» **Given entries**:
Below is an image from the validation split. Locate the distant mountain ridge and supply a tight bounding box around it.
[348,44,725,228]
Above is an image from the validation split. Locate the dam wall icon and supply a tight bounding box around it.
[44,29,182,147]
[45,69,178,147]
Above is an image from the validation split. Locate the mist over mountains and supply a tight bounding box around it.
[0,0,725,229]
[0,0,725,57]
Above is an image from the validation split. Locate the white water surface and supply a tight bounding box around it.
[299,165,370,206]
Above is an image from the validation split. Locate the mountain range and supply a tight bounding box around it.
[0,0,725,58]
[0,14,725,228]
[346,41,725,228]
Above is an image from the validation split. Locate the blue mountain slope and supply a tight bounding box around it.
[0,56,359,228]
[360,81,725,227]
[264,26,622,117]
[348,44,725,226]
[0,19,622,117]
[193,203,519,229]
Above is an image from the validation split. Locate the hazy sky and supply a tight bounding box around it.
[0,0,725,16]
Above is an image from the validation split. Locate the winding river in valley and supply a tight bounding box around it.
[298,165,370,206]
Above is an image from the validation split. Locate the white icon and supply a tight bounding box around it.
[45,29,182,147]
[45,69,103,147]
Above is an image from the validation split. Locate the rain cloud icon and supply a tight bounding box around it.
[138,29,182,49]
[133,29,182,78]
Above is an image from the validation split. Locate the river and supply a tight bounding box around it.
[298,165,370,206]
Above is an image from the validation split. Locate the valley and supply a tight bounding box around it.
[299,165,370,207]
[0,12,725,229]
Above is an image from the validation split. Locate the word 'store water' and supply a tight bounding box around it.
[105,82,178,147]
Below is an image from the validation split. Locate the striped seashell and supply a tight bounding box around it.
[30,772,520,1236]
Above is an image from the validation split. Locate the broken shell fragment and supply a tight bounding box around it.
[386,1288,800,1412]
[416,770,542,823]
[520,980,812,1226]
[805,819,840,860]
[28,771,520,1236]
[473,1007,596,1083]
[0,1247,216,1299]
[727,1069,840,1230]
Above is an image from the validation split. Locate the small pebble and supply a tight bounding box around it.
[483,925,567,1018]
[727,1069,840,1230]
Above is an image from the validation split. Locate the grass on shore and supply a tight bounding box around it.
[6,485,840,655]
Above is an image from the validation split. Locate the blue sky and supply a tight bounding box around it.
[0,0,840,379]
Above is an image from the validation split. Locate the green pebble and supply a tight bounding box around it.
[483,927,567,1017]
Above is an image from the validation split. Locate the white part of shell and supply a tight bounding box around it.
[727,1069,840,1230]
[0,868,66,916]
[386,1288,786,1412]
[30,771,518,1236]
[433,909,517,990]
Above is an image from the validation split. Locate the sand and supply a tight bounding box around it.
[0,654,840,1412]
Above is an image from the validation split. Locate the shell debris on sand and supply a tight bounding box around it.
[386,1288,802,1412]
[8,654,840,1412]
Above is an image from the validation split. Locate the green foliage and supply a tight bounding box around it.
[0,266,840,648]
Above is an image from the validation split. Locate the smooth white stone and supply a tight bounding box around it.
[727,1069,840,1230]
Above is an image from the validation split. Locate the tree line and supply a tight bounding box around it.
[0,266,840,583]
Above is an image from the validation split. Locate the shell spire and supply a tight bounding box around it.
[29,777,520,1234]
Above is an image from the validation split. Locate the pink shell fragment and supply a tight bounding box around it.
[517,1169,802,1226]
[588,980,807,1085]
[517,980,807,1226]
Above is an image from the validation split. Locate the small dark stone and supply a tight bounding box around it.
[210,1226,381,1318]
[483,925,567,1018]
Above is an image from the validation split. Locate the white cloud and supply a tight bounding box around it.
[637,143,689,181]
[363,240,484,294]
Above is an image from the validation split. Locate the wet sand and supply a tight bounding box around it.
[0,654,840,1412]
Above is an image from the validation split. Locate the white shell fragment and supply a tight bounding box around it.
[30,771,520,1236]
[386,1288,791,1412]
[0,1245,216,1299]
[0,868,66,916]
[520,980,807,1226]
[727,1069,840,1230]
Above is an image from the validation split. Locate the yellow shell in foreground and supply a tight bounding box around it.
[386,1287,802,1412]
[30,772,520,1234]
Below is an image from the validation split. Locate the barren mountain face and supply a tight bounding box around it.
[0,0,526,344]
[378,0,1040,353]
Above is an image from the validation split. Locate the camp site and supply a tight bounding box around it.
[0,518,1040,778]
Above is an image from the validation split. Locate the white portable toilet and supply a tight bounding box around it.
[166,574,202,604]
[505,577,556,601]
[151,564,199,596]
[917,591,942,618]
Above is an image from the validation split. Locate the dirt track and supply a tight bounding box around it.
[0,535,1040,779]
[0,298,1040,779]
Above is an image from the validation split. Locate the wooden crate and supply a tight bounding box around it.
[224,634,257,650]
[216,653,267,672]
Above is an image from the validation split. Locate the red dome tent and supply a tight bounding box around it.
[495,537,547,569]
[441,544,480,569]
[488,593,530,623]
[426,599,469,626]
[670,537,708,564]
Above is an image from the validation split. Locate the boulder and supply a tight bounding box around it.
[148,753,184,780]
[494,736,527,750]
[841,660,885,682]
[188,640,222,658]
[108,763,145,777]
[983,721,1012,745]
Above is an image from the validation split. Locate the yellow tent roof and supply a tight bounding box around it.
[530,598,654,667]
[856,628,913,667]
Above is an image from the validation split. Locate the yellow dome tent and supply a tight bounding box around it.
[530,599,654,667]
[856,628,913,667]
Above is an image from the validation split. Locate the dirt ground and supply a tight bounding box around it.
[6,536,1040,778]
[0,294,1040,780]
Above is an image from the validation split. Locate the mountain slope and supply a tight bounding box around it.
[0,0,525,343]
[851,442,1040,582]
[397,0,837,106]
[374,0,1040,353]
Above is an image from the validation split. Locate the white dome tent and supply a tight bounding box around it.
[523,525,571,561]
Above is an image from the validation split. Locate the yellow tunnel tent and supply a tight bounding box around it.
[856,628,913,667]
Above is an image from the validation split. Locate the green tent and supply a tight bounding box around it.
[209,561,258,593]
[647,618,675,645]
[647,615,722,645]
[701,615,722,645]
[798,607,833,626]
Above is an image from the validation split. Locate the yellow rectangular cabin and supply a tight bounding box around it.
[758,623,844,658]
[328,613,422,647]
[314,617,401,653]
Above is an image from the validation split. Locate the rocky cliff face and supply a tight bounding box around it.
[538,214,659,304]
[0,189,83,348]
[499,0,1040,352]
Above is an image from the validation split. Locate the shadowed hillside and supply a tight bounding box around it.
---
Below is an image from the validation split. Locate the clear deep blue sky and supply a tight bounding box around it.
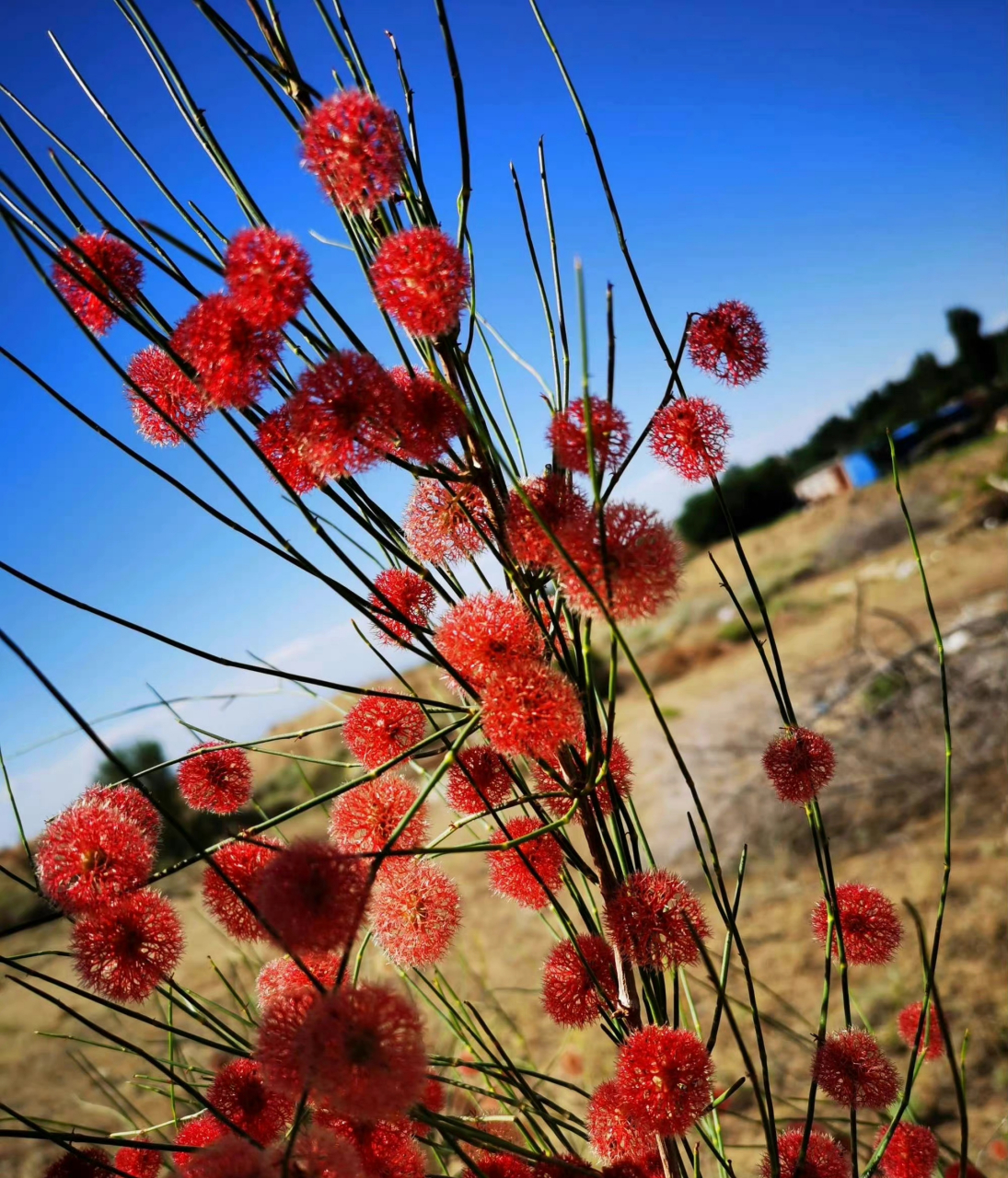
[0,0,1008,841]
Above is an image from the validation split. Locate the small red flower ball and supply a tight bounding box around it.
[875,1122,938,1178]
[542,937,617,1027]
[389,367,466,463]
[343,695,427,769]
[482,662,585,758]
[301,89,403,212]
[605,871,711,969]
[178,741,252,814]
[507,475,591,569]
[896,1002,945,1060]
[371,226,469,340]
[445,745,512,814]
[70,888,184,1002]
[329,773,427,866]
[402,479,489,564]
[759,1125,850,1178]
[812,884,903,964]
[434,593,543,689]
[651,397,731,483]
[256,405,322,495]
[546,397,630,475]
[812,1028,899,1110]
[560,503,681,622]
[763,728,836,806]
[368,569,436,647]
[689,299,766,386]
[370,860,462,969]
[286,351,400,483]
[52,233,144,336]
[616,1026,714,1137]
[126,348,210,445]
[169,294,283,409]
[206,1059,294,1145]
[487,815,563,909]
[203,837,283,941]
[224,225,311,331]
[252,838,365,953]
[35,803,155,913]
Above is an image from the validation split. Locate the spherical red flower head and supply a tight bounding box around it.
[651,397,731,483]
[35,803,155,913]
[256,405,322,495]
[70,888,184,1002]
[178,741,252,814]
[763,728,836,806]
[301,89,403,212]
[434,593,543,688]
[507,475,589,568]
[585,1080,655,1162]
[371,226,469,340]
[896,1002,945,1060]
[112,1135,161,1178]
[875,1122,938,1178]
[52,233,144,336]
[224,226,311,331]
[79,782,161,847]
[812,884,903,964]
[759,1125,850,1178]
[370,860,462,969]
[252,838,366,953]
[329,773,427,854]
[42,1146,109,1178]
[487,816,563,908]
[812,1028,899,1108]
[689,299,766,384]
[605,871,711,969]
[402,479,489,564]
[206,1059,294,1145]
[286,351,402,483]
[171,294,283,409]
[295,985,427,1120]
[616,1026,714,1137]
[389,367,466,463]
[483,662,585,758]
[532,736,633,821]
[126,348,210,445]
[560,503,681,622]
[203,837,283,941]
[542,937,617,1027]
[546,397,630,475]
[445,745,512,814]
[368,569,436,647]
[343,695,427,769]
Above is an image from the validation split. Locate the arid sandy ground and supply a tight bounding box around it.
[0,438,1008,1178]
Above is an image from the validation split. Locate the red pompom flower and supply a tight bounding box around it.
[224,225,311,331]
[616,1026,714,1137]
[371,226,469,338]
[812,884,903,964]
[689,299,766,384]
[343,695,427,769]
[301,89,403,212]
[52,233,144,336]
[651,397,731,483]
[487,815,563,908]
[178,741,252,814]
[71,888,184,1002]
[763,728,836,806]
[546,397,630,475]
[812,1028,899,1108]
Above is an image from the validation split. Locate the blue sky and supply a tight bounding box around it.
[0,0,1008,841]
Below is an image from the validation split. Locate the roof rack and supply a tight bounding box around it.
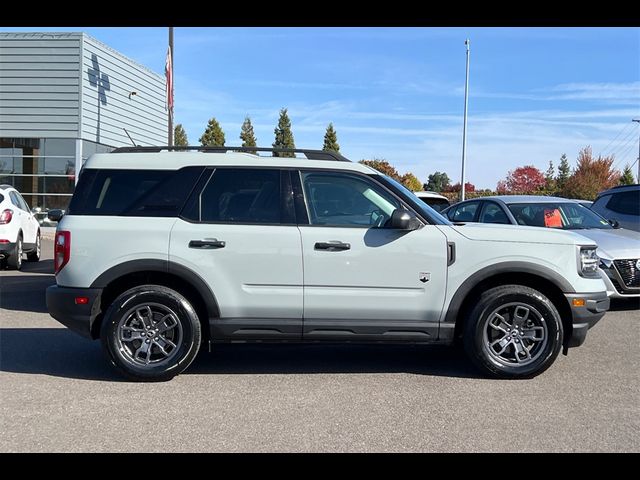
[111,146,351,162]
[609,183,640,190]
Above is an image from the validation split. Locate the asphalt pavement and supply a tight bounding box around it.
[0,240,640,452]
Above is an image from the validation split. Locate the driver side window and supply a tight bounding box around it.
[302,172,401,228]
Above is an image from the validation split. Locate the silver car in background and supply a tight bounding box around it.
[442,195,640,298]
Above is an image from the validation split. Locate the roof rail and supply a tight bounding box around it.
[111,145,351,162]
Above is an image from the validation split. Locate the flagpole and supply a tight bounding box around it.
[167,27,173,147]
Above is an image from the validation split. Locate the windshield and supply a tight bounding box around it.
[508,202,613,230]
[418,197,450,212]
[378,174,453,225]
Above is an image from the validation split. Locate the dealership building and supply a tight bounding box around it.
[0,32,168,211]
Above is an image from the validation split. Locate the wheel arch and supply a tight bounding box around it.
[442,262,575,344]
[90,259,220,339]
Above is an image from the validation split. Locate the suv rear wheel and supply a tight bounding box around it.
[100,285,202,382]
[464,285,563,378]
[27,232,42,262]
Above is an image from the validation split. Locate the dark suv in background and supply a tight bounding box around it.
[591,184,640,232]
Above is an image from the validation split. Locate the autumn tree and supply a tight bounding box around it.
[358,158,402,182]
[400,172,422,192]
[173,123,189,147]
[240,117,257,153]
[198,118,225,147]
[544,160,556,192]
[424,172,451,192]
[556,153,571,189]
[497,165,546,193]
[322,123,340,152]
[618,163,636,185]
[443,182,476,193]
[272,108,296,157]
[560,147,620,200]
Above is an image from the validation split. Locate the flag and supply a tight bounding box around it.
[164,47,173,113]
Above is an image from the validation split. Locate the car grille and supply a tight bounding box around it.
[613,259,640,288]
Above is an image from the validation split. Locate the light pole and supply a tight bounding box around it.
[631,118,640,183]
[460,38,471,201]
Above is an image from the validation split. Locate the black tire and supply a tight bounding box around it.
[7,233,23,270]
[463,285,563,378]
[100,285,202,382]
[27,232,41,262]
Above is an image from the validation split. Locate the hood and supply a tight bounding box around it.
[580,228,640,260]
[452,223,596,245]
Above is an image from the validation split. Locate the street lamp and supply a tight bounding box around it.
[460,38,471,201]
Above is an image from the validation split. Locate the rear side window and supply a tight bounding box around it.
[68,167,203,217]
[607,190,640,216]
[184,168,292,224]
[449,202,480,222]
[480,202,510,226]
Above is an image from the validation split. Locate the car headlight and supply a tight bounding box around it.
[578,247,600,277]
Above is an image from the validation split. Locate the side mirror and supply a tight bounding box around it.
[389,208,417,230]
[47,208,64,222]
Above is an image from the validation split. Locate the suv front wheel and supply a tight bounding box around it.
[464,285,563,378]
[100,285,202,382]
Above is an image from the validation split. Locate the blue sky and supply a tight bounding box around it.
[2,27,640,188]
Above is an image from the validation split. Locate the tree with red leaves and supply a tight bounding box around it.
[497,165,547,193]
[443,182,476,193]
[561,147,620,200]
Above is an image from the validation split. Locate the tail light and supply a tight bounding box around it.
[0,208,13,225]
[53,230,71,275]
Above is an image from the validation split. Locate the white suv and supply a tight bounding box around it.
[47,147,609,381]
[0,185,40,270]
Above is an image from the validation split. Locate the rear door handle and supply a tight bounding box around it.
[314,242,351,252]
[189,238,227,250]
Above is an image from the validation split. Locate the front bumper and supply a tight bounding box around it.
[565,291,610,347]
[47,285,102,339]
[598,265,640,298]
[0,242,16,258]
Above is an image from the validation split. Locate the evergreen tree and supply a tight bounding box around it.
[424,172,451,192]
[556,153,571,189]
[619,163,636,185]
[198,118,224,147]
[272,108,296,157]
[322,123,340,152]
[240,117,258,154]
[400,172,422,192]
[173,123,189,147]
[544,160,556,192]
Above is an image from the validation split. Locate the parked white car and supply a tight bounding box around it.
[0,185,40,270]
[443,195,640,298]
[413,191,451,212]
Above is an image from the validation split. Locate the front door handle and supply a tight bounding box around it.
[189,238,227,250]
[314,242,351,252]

» **Your objective**: Please rewrite the entries between the line containing "the shell spire" and the line containing "[517,980,807,1226]", inclusive, changing "pink" to "pale" and keeping everything else the same.

» **The response**:
Above is an image from the validation split. Locate the shell spire and supply a tight bounding box around it.
[29,777,520,1234]
Above is an image from the validation split. Locate the pale shell fragment and supply a tight bounding box around it.
[517,1169,802,1226]
[588,980,807,1085]
[517,980,807,1226]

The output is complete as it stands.